Count the lines in the rows below that contain the word "overcast", treating uppercase and lowercase letters as different. Reply with the number alone.

================================

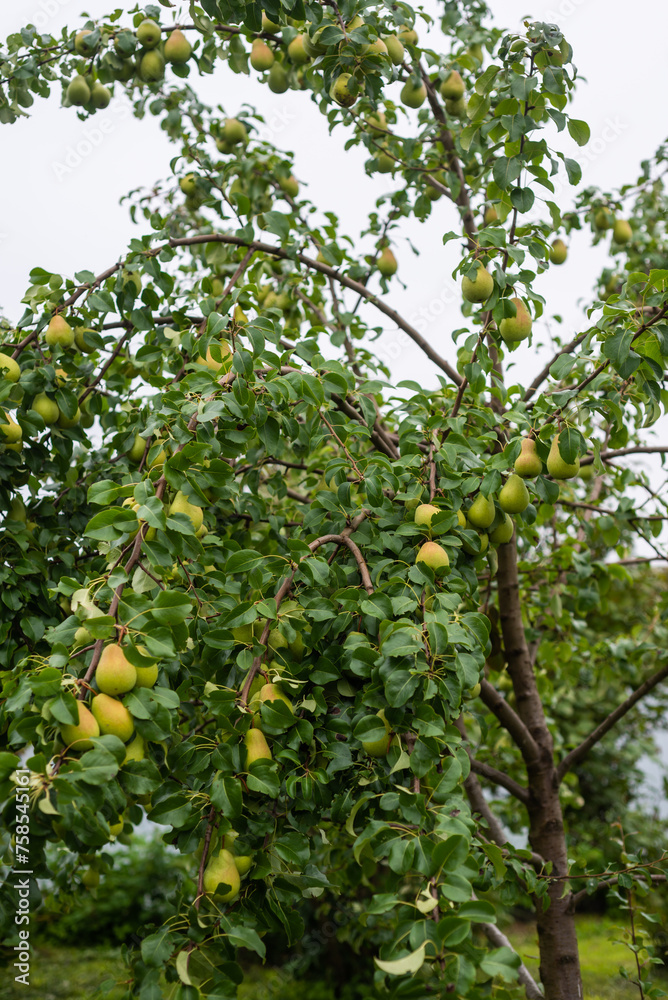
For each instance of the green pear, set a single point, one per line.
(261, 57)
(277, 81)
(149, 34)
(177, 47)
(78, 92)
(112, 717)
(379, 748)
(424, 513)
(10, 431)
(395, 49)
(135, 750)
(234, 131)
(406, 35)
(9, 368)
(290, 185)
(413, 95)
(341, 92)
(479, 288)
(59, 333)
(387, 263)
(514, 329)
(115, 674)
(481, 513)
(434, 556)
(78, 736)
(46, 407)
(181, 505)
(136, 452)
(100, 96)
(257, 747)
(514, 496)
(152, 67)
(221, 869)
(557, 467)
(296, 52)
(621, 232)
(603, 218)
(452, 88)
(558, 252)
(528, 464)
(504, 532)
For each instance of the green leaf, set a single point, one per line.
(579, 131)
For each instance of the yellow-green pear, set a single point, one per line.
(115, 674)
(481, 513)
(277, 81)
(135, 750)
(177, 47)
(528, 464)
(59, 333)
(379, 748)
(257, 747)
(413, 95)
(148, 34)
(100, 96)
(78, 92)
(603, 218)
(395, 49)
(152, 66)
(341, 92)
(112, 717)
(296, 51)
(424, 513)
(514, 329)
(452, 89)
(10, 431)
(434, 556)
(136, 452)
(78, 736)
(387, 263)
(514, 496)
(261, 57)
(479, 288)
(557, 467)
(181, 505)
(558, 252)
(621, 232)
(9, 368)
(234, 131)
(221, 869)
(504, 532)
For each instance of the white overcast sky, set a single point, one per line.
(66, 223)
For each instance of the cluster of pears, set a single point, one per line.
(146, 66)
(107, 715)
(621, 229)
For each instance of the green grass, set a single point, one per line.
(600, 957)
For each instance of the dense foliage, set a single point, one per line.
(312, 609)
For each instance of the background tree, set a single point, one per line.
(294, 613)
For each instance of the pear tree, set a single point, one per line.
(317, 626)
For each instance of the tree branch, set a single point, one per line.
(581, 751)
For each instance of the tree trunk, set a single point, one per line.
(557, 940)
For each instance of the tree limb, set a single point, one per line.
(577, 754)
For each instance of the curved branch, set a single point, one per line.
(577, 754)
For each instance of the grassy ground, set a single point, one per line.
(75, 973)
(600, 958)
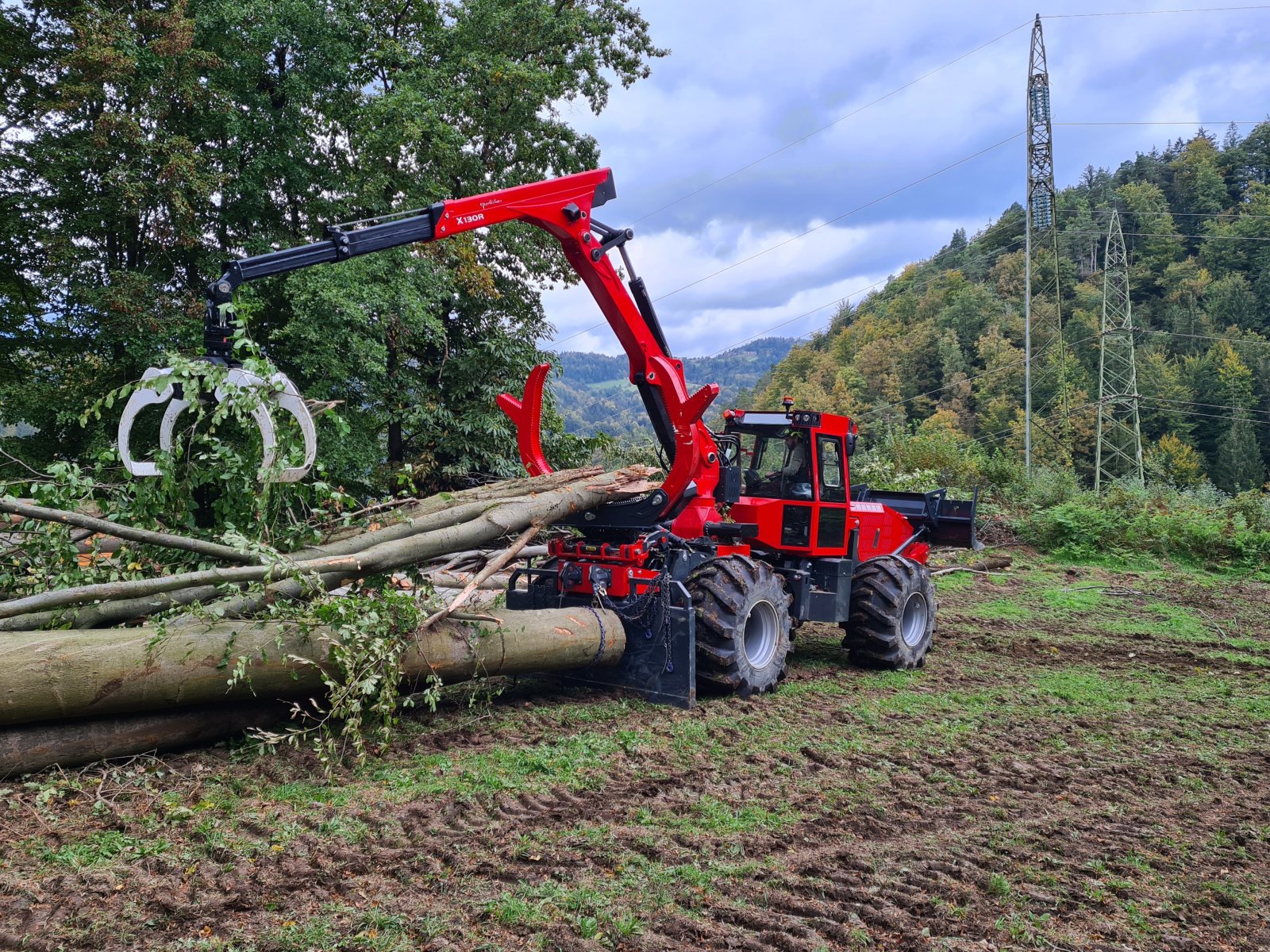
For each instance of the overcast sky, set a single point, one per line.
(747, 76)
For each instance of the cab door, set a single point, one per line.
(831, 486)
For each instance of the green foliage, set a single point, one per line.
(159, 143)
(944, 340)
(364, 672)
(1199, 526)
(211, 486)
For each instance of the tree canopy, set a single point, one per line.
(143, 144)
(944, 340)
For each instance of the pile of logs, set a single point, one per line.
(83, 670)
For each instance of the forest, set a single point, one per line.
(144, 145)
(594, 391)
(937, 355)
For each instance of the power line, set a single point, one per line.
(1149, 13)
(982, 257)
(841, 118)
(1213, 406)
(1210, 336)
(1214, 416)
(1168, 122)
(1149, 234)
(804, 234)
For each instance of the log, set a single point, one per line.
(36, 747)
(79, 673)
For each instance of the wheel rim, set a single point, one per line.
(761, 635)
(912, 625)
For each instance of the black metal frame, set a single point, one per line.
(658, 666)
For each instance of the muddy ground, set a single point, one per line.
(1083, 765)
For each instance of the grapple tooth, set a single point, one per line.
(287, 397)
(141, 397)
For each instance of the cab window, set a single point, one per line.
(833, 484)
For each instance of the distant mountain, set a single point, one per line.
(594, 393)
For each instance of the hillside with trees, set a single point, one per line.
(143, 146)
(595, 393)
(939, 352)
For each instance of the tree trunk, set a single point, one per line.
(59, 674)
(35, 747)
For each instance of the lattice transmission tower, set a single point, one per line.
(1045, 355)
(1119, 447)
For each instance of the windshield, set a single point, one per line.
(762, 456)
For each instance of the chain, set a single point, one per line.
(600, 621)
(643, 609)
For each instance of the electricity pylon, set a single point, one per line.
(1119, 447)
(1043, 336)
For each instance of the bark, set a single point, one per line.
(213, 550)
(83, 742)
(492, 522)
(495, 565)
(59, 674)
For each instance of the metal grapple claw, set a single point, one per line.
(277, 389)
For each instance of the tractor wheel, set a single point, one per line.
(892, 619)
(742, 622)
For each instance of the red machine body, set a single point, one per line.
(709, 571)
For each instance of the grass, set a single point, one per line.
(1022, 752)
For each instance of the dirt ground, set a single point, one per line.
(1083, 765)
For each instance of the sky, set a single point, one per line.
(746, 78)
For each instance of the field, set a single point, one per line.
(1083, 765)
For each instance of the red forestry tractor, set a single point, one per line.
(755, 530)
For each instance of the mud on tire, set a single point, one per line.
(892, 621)
(742, 624)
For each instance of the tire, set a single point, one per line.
(892, 620)
(742, 625)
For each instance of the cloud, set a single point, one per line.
(787, 292)
(746, 78)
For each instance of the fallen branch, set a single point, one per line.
(493, 566)
(492, 522)
(59, 674)
(106, 527)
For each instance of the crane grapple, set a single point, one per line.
(755, 528)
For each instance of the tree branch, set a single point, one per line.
(493, 566)
(213, 550)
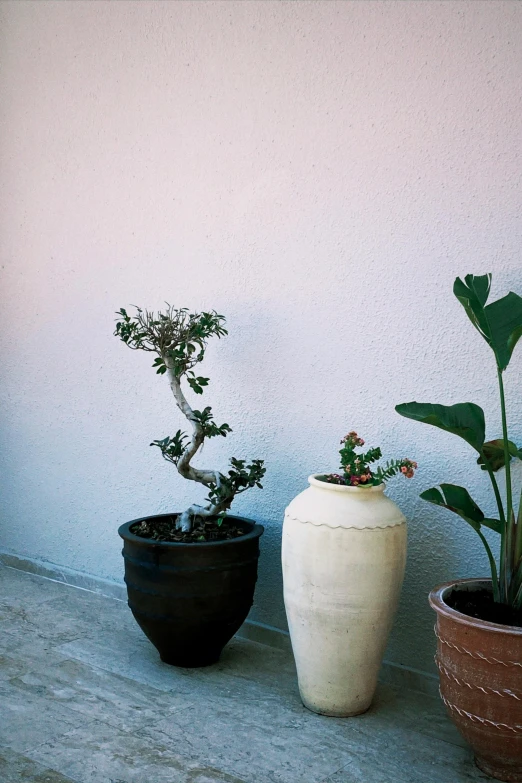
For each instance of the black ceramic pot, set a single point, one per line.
(190, 599)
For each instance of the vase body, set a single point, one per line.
(190, 599)
(344, 554)
(480, 669)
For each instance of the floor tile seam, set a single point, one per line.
(62, 582)
(44, 767)
(100, 670)
(32, 748)
(99, 719)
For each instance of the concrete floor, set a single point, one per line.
(85, 699)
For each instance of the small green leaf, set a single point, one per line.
(499, 323)
(464, 419)
(458, 500)
(494, 452)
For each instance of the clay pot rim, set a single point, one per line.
(125, 533)
(437, 602)
(314, 481)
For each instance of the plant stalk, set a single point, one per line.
(504, 571)
(493, 566)
(508, 554)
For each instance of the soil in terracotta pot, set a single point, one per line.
(480, 604)
(164, 529)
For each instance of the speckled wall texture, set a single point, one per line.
(319, 172)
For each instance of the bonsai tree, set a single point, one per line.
(179, 339)
(356, 470)
(500, 324)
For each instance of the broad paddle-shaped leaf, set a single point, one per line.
(458, 500)
(464, 419)
(500, 323)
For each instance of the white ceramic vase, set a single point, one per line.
(344, 553)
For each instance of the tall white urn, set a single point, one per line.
(344, 553)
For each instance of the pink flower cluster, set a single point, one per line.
(408, 468)
(353, 440)
(362, 479)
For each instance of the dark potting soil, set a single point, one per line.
(164, 529)
(480, 604)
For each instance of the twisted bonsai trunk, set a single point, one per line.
(188, 471)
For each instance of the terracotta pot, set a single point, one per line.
(480, 666)
(344, 552)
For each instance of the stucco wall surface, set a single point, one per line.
(319, 172)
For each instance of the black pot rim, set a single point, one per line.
(125, 533)
(437, 602)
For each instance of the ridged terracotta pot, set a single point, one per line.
(343, 552)
(480, 667)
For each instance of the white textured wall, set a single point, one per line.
(317, 171)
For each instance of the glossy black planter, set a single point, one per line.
(190, 599)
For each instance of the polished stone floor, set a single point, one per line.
(85, 699)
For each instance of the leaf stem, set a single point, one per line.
(508, 553)
(504, 571)
(493, 566)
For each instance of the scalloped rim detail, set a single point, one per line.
(343, 527)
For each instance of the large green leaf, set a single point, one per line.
(494, 452)
(464, 419)
(500, 323)
(458, 500)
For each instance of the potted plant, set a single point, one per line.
(190, 575)
(344, 552)
(479, 621)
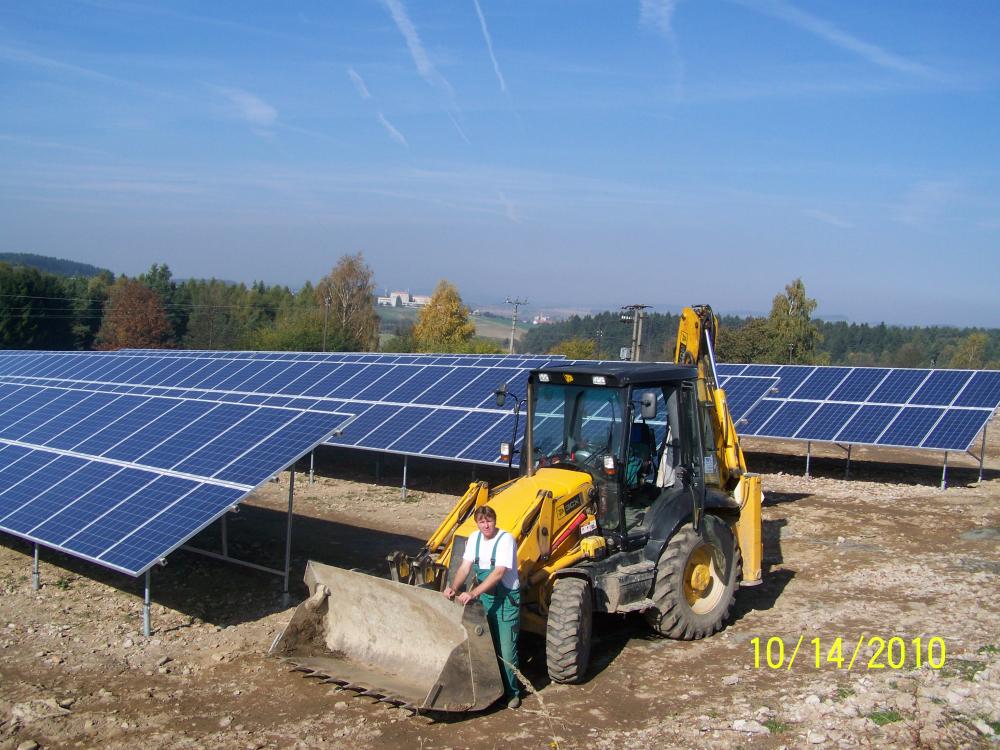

================================

=== RESPONSE BELOW ===
2